--- TEXT PROVIDED ---

On Tuesday, Jan. 3, Dr. Jain and Stroke Program Clinical Coordinator Doug Van Houten, R.N., will present the latest in Washington Hospital’s Stroke Education Series: “Stroke Prevention and Other Disease Processes/Healthy Lifestyle – Be Smart and Avoid Stroke.”

“People often may not realize how things like high cholesterol, hypertension, and diabetes increase their risk of stroke,” Dr. Jain says. “The reality is that these factors contribute to atherosclerosis, which can cause plaque. As plaque progresses and causes arterial blockage and decreased blood flow, it leads to cell death; or it can break off and block a smaller artery, which also can lead to cell death.”

This cell death, he says, is seen as a symptom of stroke. And unfortunately, in the case of brain cells, which do not regenerate, their death from lack of oxygen carried by the blood may leave victims of stroke permanently disabled, particularly in cases when treatment is not sought immediately.

To prevent stroke, Dr. Jain points out that there are a lot of things people can do, but the first priority is to figure out what your risk looks like now, so that you know where you have to improve.

“The first step is for patients to make an appointment with their primary care physician to talk about all the risk factors,” he says.

Primary care physicians may recommend changes to lifestyle, such as improving diet, incorporating exercise, and quitting smoking, but there are other factors that require medical intervention, according to Dr. Jain.

“For conditions such as irregular heartbeat or atherosclerosis, these conditions need to be diagnosed by a physician and treated accordingly in order to manage them properly,” he points out.

He reminds community members that stroke often occurs with no advance warning. Other times, warnings like transient ischemic attacks (TIAs)—which can cause a passing numbness and tingling—are not brought to the attention of the doctor because patients don’t realize how serious they are.

--- SOURCE DATA ---

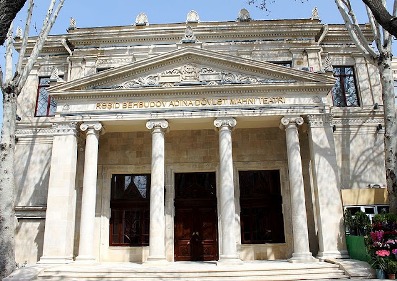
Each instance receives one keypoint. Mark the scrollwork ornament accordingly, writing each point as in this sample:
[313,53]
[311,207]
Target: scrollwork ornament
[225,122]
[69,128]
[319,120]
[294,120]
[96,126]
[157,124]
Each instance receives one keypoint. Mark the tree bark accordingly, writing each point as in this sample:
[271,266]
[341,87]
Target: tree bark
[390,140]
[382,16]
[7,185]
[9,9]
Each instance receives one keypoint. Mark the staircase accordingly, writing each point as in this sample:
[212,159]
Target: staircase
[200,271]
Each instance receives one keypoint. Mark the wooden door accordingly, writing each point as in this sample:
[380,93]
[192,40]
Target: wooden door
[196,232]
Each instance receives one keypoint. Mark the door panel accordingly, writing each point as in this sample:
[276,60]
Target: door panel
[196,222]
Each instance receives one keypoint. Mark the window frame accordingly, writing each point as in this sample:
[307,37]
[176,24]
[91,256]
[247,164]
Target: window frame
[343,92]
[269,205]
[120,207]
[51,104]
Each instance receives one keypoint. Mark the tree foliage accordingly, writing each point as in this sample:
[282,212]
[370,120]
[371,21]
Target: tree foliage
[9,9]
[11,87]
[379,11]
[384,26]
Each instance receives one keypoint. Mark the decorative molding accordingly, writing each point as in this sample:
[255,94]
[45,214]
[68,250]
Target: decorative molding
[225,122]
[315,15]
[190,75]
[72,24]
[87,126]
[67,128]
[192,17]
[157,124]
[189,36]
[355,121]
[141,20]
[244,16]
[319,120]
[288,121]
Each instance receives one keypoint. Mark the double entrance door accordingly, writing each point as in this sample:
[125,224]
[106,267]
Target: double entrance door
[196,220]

---
--- SOURCE DATA ---

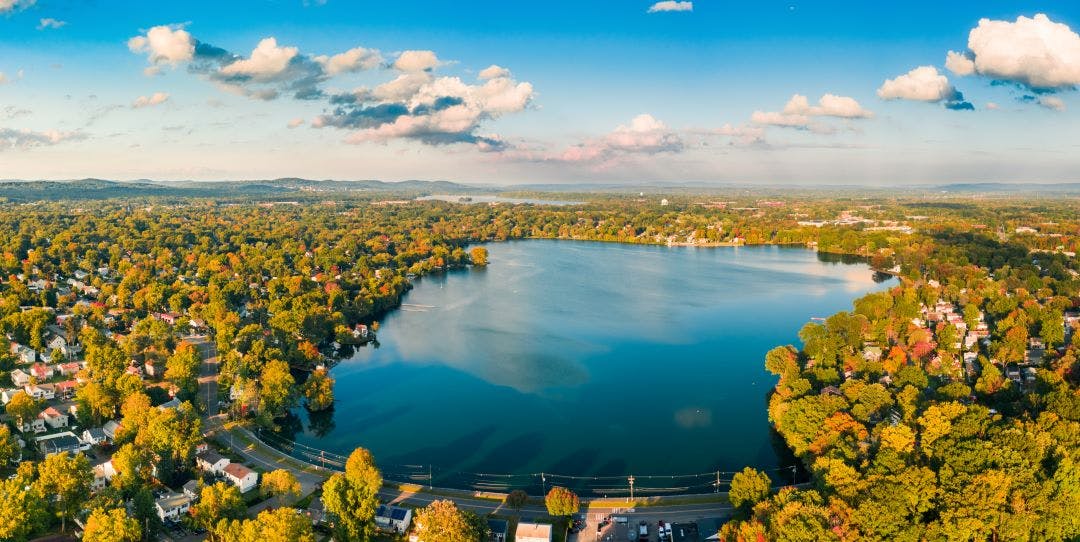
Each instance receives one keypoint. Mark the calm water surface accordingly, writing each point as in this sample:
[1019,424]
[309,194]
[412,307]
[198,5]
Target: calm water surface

---
--- SOURCE DATA ---

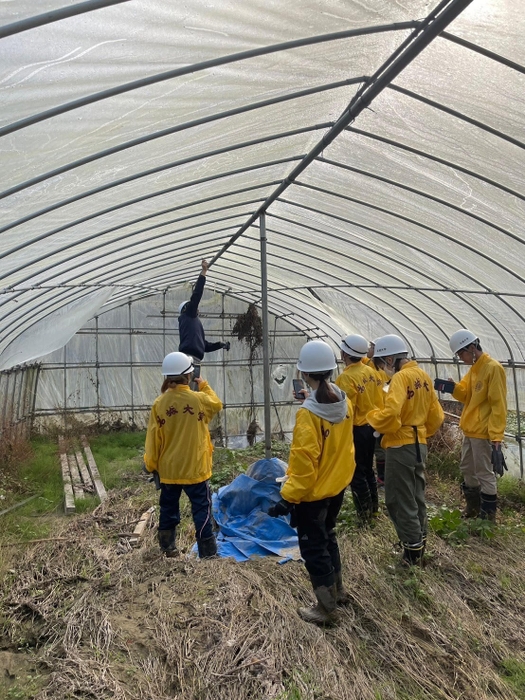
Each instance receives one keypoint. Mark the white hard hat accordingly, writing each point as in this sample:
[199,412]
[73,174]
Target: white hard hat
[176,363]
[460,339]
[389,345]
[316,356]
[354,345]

---

Continue the article on stroke prevention after its final sentence.

Dr. Jain recommends that anyone age 50 and older with several risk factors for stroke, as well as those of any age who have irregular heartbeat, make sure to attend the upcoming seminar.

Hit a home run with healthy lifestyle changes

When it comes to stroke prevention, a good place to start is with your plate, according to Doug Van Houten, R.N., clinical coordinator of the Stroke Program.

“During the upcoming seminar, I’ll spend some time talking about the DASH diet,” he says. “Often when I mention this, people will say, ‘You mean use Mrs. Dash?’ And, no, I’m actually talking about the National Institutes of Health (NIH)’s Dietary Approaches to Stop Hypertension (DASH), which can actually help change your blood chemistry a little bit so that sodium is replaced with potassium by eating vegetables.”

High sodium intake is often linked to high blood pressure—or hypertension—particularly for individuals sensitive to it. And hypertension is considered by most medical experts to be one of the most significant factors in stroke risk. But dietary sodium doesn’t tell the whole story, according to Van Houten.

“The basic idea behind the DASH is that you eat a lot of are vegetables and fruits, focus on whole grain foods, lean protein, and low-fat dairy, and a very small amount of oils and even fewer sweets,” he says. “This approach is good for diabetes, heart health, and cancer prevention.”

“I read today that one in four people will probably die of cancer. But the American Cancer Society says if you eat five to six servings of fruits and vegetables, you can reduce risk of any cancer by 50 percent.”

The message here, according to Van Houten, is that what you eat—along with other lifestyle factors like regular exercise and quitting smoking—can have an enormous impact on not only stroke risk, but also your overall health.

“What you do to prevent hypertension, which is the main cause of stroke, gives you the added benefit of reducing all the ‘big hitters’ in chronic illness.”

How you can avoid stroke

To learn more about what you can do to decrease your risk of stroke, make sure to attend next Tuesday’s free stroke seminar focusing on prevention. The class will be held from 6 to 8 p.m. on Jan. 3 in the Conrad E. Anderson, M.D. Auditorium located at 2500 Mowry Avenue (Washington West) in Fremont.